> Task to carry out
Copy each line of the material beneath that holds the word "below".

> Excerpted data
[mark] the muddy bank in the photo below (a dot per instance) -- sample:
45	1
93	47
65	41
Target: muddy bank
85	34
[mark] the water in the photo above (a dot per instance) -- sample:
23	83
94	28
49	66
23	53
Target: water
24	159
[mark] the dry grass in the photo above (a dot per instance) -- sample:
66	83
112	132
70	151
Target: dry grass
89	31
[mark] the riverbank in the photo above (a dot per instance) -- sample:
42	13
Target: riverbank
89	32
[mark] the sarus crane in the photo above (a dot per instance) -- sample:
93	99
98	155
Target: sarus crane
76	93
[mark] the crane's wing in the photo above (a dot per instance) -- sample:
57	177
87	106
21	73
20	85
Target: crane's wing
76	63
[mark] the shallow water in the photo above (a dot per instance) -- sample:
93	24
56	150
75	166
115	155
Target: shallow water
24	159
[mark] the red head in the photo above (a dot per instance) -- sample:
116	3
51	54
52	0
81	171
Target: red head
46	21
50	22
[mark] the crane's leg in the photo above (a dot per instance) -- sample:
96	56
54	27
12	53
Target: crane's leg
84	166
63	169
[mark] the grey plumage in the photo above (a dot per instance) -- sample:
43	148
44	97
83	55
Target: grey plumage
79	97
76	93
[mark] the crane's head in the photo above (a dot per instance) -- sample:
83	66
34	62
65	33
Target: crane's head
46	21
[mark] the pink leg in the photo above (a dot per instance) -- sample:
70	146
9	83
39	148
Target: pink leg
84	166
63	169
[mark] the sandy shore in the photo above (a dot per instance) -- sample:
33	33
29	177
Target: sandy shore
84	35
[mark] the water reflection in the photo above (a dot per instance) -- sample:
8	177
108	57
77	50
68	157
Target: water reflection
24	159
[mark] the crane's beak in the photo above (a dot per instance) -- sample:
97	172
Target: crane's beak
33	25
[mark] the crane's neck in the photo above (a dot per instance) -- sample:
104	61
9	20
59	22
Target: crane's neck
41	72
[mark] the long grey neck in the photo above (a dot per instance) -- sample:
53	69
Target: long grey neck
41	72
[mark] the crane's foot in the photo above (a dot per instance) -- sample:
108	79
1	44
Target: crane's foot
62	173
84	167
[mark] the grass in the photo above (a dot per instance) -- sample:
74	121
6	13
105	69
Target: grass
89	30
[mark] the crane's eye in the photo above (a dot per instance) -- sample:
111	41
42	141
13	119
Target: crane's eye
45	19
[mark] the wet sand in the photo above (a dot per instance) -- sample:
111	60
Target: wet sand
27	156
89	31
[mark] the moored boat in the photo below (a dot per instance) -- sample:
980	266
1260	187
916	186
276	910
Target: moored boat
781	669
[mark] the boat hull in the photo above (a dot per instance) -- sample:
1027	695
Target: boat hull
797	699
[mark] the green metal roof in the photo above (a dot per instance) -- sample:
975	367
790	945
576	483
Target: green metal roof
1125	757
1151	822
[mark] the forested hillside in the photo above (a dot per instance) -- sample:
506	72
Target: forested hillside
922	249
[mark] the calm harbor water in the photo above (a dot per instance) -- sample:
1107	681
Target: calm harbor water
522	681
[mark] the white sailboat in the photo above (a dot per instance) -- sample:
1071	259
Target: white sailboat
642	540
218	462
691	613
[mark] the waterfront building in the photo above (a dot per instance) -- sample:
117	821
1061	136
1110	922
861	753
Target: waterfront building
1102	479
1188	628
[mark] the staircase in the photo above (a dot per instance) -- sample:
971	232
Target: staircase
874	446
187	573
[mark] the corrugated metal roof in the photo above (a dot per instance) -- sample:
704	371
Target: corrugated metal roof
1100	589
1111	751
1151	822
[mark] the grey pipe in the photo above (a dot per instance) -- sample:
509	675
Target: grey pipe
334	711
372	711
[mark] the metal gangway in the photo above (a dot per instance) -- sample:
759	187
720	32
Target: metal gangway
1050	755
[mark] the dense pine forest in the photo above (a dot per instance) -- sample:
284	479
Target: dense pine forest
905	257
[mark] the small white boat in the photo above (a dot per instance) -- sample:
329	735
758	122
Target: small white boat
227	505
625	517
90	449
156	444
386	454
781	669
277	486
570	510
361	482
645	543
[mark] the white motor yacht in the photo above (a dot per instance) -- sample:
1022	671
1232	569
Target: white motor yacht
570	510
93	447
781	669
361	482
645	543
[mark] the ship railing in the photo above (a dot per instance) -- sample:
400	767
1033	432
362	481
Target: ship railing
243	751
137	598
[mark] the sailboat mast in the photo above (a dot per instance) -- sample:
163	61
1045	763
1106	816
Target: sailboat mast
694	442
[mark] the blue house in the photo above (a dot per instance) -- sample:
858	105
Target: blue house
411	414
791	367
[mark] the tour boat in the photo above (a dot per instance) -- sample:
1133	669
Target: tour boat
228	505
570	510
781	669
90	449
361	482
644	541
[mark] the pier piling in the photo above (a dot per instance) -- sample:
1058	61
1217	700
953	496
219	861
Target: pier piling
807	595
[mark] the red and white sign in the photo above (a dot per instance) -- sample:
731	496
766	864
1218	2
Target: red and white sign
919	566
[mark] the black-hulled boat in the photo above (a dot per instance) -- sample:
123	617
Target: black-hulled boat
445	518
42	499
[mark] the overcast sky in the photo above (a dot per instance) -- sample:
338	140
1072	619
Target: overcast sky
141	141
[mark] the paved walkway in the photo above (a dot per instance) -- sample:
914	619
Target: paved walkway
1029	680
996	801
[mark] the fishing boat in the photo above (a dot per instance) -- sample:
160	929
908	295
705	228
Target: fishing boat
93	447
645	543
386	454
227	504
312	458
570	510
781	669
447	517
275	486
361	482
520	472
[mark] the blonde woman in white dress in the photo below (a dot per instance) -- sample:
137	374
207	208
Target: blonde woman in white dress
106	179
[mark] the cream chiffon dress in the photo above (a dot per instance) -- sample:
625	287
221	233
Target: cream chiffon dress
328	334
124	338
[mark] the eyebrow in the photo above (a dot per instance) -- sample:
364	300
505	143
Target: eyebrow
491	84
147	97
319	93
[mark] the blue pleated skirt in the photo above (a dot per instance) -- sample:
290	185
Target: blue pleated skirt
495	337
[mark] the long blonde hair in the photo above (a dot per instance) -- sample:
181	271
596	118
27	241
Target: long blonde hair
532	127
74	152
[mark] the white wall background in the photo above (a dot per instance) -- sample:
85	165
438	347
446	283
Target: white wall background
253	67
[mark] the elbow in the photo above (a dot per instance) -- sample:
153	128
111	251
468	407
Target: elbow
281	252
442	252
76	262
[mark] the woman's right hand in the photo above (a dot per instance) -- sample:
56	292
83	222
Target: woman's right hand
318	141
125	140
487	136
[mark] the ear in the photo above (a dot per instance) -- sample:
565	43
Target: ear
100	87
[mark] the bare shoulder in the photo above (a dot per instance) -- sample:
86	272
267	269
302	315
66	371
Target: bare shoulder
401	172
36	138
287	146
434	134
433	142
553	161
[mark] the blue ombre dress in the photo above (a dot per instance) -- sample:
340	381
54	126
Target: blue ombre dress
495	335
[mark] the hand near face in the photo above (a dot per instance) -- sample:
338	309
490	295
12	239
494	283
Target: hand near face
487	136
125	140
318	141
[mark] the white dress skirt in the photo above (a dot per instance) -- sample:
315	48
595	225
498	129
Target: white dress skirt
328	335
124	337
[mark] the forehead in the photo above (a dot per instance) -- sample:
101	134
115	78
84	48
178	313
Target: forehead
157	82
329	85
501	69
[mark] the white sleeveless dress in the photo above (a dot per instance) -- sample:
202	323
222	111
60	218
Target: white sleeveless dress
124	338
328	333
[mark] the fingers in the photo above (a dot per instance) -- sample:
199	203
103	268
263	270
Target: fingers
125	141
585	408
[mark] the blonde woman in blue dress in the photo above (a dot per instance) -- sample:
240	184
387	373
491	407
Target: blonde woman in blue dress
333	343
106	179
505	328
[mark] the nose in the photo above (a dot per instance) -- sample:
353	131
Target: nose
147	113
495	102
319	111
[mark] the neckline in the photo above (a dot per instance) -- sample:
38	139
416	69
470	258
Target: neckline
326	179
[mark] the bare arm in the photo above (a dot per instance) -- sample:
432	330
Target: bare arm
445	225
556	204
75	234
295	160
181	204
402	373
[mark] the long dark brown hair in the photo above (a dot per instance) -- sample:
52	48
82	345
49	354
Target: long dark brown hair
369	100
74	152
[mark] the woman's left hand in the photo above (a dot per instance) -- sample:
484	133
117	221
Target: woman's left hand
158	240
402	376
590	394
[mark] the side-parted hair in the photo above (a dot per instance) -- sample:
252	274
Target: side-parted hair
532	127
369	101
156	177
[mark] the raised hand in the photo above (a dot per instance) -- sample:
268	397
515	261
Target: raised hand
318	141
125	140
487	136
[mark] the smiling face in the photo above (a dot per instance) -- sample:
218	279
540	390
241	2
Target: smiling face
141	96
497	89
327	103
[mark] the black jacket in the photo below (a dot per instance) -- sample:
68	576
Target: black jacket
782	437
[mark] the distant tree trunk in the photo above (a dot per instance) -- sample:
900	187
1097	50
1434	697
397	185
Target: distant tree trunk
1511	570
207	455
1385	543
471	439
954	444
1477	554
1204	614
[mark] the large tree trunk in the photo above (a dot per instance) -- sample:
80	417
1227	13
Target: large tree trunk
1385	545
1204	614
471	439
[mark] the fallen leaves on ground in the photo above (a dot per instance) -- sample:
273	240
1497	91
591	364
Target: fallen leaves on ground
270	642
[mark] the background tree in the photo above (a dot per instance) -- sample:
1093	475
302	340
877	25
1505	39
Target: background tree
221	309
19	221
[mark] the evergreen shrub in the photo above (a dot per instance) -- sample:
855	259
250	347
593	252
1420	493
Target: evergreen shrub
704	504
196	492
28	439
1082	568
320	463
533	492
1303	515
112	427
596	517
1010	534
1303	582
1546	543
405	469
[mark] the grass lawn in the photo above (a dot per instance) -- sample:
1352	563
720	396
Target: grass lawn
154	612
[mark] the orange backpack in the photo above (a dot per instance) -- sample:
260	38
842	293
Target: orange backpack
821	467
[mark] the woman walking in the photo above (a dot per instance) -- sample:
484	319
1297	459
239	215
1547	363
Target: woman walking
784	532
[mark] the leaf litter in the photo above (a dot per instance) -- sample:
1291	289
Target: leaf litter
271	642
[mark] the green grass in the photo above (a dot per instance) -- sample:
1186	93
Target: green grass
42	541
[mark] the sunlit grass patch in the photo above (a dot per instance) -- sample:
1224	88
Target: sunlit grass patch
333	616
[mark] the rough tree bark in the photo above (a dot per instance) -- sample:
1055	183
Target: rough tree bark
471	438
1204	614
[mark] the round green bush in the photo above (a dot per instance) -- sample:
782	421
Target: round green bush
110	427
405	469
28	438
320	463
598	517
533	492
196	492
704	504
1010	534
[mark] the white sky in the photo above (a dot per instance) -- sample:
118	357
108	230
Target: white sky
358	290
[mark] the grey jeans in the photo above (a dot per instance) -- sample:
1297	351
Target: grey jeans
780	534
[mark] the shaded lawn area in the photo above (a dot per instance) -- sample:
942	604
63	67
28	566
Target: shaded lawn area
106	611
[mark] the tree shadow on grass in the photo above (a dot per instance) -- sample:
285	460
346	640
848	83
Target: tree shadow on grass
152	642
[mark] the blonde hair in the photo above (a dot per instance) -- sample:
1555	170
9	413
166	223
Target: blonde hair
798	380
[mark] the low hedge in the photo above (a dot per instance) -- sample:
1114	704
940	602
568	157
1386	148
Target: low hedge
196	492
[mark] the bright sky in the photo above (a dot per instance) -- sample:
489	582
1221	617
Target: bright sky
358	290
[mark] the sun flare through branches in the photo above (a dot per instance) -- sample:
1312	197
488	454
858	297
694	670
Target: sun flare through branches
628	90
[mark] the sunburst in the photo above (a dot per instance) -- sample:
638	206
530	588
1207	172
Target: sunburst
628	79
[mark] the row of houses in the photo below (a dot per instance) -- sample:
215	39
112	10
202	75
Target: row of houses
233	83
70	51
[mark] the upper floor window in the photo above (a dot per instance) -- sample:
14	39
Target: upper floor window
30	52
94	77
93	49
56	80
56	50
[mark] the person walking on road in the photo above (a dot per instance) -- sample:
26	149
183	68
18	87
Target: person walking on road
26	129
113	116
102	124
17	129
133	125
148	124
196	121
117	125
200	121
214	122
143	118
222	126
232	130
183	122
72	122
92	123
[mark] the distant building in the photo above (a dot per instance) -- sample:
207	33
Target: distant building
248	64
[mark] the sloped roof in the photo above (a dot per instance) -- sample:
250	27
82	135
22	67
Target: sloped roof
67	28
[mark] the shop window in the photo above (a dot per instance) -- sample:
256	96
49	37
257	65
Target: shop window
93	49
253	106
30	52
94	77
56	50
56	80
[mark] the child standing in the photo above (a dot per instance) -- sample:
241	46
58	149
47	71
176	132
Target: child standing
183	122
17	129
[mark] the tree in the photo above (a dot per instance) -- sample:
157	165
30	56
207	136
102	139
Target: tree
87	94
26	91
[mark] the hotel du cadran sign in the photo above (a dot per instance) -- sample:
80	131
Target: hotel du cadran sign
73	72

> Result of this exercise
[mark] the muddy bank in the photo below (a dot per instance) -- sample:
[mark] the moored boat in the photo below (a dot per instance) -- sample:
[mark] the blonde woman in white dress in the photo below (a dot per instance) -- sample:
[mark] the black jacket in the photo below (a dot per instance) -- sample:
[mark] the row of houses in the photo below (a dot per instance) -- sample:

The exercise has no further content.